Pertence a José Alencar (PL-MG),
vice-presidente eleito. É acusada
de fraudar o erário.
A acusação, feita por empresário do ramo algodoeiro, tramita
na Corregedoria Geral da União,
órgão do Palácio do Planalto. O
processo ganhou, na terça-feira, o
número 190.994189/2002-90.
Contém documentos que expõem os meandros da relação comercial da Coteminas, segunda
maior indústria têxtil do país,
com o sua principal fornecedora
de algodão, a família Vasconcelos
Bonfim, hoje em litígio com a empresa.
Chama-se Carlos Newton Vasconcelos Bonfim o patriarca da
família. Controla, junto com o filho Carlos Newton Vasconcelos
Bonfim Jr. e outros familiares, as
firmas Bial Algodoeira e Algodoeira Califórnia.
Subvenções
A Folha obteve cópia dos papéis
sob investigação. Mostram que a
Coteminas comprou, em leilões
da Conab (Companhia Nacional
de Abastecimento), lotes de algodão que, na prática, já lhe pertenciam. A manobra permitiu que
amealhasse subvenções que o governo distribui em pregões agrícolas. Deu-se o seguinte:
1) a Coteminas costuma antecipar a aquisição de algodão. Começa a comprar no início do
plantio, paga adiantado ao agricultor e recebe o produto depois
da colheita. É prática comum no
mercado. Evita contratempos no
suprimento de matéria-prima;
2) só na safra 1999/2000, a Coteminas adquiriu da família Bonfim
cerca de 16 mil toneladas de algodão. Firmaram-se nove contratos
entre outubro de 1999 e junho de
2000. O primeiro deles, uma "escritura pública de compra e venda
de 4.000 toneladas de algodão",
traz, entre outras, a assinatura do
próprio José Alencar;
3) simultaneamente, a Coteminas frequentou os leilões da Conab, destinados a evitar que a produção agrícola encalhe nas mãos
de produtores rurais. Nesse tipo
de leilão, vão ao martelo lotes de
PEP. A sigla identifica um programa criado sob o governo Fernando Henrique Cardoso: "Prêmio
de Escoamento de Produto".

## MATERIAL
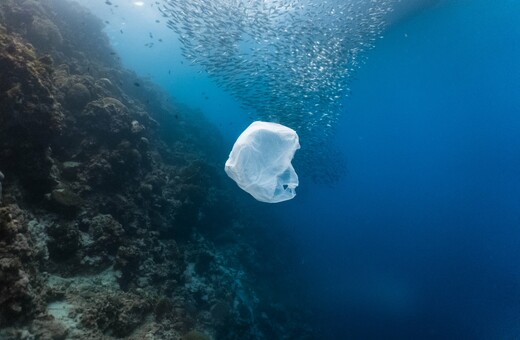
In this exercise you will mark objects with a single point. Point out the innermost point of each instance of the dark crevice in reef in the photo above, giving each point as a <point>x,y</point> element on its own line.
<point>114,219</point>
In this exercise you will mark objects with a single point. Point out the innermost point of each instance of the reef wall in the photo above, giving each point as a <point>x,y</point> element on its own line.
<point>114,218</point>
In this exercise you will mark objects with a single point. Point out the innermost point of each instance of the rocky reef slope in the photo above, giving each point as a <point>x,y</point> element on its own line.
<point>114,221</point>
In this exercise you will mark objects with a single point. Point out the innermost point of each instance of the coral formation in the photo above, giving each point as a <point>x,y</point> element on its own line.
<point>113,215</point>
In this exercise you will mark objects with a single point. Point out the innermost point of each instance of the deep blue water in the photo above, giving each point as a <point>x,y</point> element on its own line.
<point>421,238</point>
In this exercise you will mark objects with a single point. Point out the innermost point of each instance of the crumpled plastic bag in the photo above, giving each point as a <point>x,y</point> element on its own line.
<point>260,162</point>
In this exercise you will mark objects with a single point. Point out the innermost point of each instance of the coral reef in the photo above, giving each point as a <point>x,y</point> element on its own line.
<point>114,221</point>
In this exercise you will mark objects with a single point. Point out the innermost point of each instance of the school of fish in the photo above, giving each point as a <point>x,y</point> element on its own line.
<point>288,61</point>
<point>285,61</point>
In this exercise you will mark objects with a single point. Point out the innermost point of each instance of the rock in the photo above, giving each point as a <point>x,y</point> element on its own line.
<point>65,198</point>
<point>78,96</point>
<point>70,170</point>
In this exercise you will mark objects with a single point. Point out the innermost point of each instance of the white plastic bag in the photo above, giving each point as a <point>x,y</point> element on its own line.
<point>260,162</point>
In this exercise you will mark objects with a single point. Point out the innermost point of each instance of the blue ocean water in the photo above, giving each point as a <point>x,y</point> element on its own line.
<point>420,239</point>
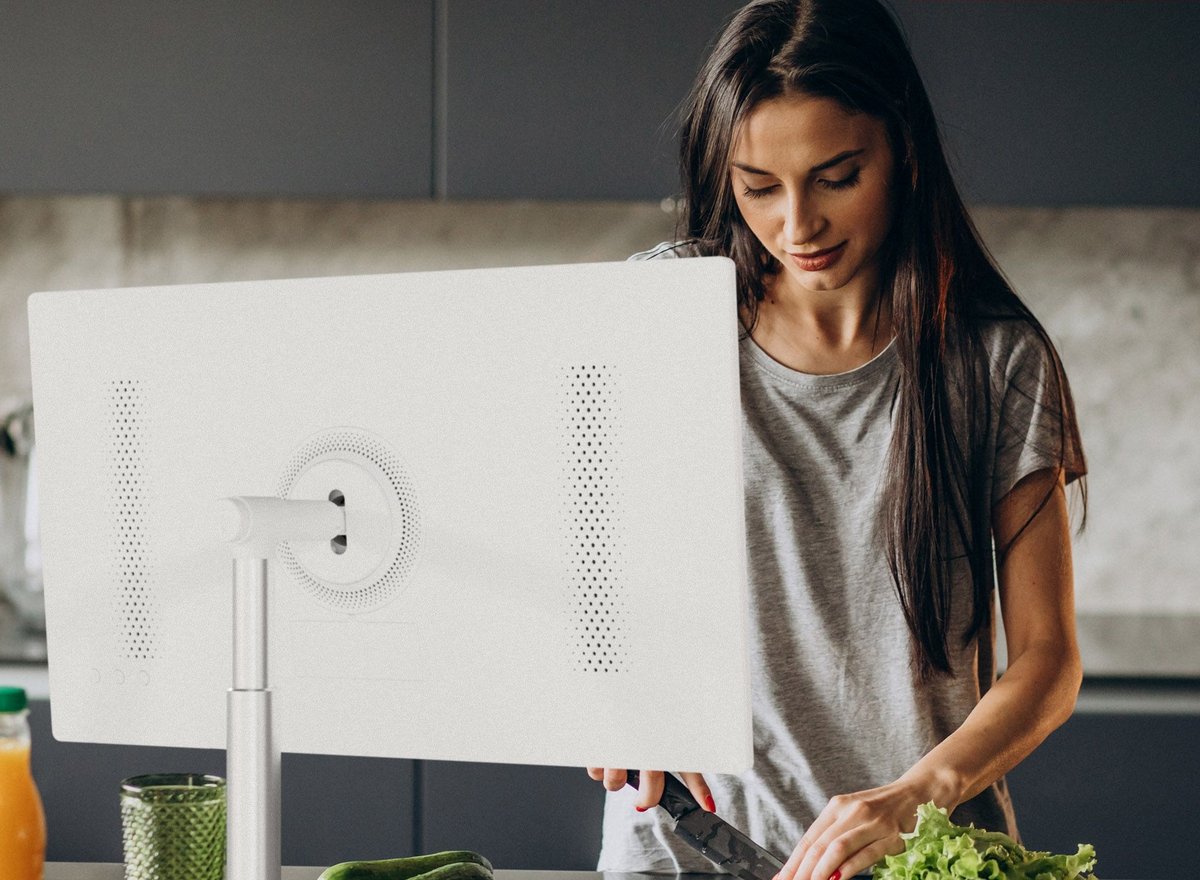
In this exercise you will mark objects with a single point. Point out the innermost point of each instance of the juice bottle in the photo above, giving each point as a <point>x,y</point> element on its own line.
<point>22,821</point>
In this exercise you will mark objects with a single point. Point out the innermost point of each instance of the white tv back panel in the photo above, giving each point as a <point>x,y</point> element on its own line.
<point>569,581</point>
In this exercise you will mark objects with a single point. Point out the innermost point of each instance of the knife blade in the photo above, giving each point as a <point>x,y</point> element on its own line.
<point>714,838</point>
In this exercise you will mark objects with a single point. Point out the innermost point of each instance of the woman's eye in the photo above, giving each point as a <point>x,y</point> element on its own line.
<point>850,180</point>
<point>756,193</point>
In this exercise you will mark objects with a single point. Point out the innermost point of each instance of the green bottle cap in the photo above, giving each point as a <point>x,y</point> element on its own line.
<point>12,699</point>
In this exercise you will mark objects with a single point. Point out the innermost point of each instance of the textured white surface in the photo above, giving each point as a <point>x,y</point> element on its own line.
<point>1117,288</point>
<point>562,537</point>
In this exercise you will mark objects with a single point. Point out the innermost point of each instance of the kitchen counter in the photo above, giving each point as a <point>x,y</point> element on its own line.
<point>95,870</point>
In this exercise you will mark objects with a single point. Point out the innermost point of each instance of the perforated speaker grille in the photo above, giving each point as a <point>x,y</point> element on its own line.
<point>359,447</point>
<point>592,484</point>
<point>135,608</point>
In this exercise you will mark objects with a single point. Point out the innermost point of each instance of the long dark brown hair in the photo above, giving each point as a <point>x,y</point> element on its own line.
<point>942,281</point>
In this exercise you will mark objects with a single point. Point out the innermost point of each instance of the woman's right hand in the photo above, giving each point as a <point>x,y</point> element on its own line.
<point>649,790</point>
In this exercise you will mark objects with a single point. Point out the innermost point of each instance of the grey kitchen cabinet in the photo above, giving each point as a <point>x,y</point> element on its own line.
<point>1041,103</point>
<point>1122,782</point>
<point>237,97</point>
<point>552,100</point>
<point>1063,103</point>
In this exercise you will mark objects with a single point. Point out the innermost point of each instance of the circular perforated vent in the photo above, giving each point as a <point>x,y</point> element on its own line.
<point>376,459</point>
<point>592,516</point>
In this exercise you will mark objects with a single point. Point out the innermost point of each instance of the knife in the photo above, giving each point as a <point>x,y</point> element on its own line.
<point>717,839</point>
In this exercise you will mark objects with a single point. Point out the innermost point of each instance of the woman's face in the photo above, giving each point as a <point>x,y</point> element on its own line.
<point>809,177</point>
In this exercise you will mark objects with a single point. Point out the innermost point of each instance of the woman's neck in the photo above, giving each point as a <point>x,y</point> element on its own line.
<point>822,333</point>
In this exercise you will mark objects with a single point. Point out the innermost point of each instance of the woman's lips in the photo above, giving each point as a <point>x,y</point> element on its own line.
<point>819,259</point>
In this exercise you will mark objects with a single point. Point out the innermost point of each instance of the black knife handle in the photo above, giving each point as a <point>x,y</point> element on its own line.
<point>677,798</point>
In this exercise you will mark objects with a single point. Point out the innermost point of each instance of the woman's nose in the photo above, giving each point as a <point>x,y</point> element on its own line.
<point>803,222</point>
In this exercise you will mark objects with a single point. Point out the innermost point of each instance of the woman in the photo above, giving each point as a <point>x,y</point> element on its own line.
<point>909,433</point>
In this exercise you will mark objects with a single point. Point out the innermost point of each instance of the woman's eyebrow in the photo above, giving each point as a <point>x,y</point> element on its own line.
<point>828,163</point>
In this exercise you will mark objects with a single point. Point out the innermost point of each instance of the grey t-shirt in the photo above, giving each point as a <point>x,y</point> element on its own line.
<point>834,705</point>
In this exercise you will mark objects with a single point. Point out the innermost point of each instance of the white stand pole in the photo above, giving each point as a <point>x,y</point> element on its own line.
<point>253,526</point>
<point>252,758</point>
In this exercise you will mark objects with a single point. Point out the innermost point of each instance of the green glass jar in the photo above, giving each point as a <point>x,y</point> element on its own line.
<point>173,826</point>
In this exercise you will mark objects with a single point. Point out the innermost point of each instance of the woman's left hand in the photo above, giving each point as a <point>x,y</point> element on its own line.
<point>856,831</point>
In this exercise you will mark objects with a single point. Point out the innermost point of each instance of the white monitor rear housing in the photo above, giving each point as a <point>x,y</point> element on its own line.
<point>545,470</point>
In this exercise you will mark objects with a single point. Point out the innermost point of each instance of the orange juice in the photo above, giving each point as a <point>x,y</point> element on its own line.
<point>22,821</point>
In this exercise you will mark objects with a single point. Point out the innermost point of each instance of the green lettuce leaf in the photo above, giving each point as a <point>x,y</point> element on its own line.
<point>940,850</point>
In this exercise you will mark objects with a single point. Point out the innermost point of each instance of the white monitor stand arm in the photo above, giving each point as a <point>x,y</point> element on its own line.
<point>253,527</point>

## EXERCÍCIO BREVE A
Reproduza sem alterações o trecho do texto sobre a Coteminas que vai de "Chama-se Carlos Newton" até "e Algodoeira Califórnia.", inclusive.
## EXERCÍCIO BREVE B
Escreva a continuação do texto sobre a Coteminas e os leilões da Conab, começando logo depois da última frase apresentada.
Os registros constituem um material à parte do texto.

## RESPOSTA ESCRITA A
Chama-se Carlos Newton Vasconcelos Bonfim o patriarca da
família. Controla, junto com o filho Carlos Newton Vasconcelos
Bonfim Jr. e outros familiares, as
firmas Bial Algodoeira e Algodoeira Califórnia.

## RESPOSTA ESCRITA B
4) em vez de comprar e estocar
excedentes agrícolas, o governo
federal passou a pagar um prêmio
em dinheiro, o PEP, para que os
próprios compradores levem os
produtos do campo para as áreas
de consumo;
5) os computadores da Conab
informam que, no ano de 2000, a
Coteminas amealhou R$ 9,1 milhões em subvenções. Dinheiro
vivo, que migrou do Tesouro Nacional para o caixa da empresa.
Parte do prêmio é irregular.
Quanto? Só a investigação poderá
determinar, a partir dos indícios
disponíveis;
6) no dia 12 de julho de 2000,
por exemplo, a Conab realizou
um de seus leilões. Destinava-se
ao escoamento do algodão da safra 1999/2000. A Coteminas arrematou R$ 4,2 milhões em PEPs,
quase metade de toda subvenção
que obteve do governo federal naquele ano;
7) seguindo as normas da Conab, depois de arrematar o prêmio, a Coteminas teve de indicar
os nomes dos produtores que lhe
venderiam o algodão. Entre eles
estava Carlos Newton Bonfim Jr.,
da mesma família cuja safra a Coteminas já havia comprado e pago. Coube a ele o "fornecimento"
de 3.483 toneladas de algodão;
8) ou seja, parte do algodão que
a empresa do vice-presidente eleito José Alencar "comprou" no leilão de 12 de julho já era sua por
contrato. Encontrava-se estocada
em depósitos do fornecedor;
9) quem arremata produtos
agrícolas em pregões da Conab se
obriga a fazer o pagamento ao
produtor por meio do Banco do
Brasil. No leilão de 12 de julho de
2000, a transação com Bonfim Jr.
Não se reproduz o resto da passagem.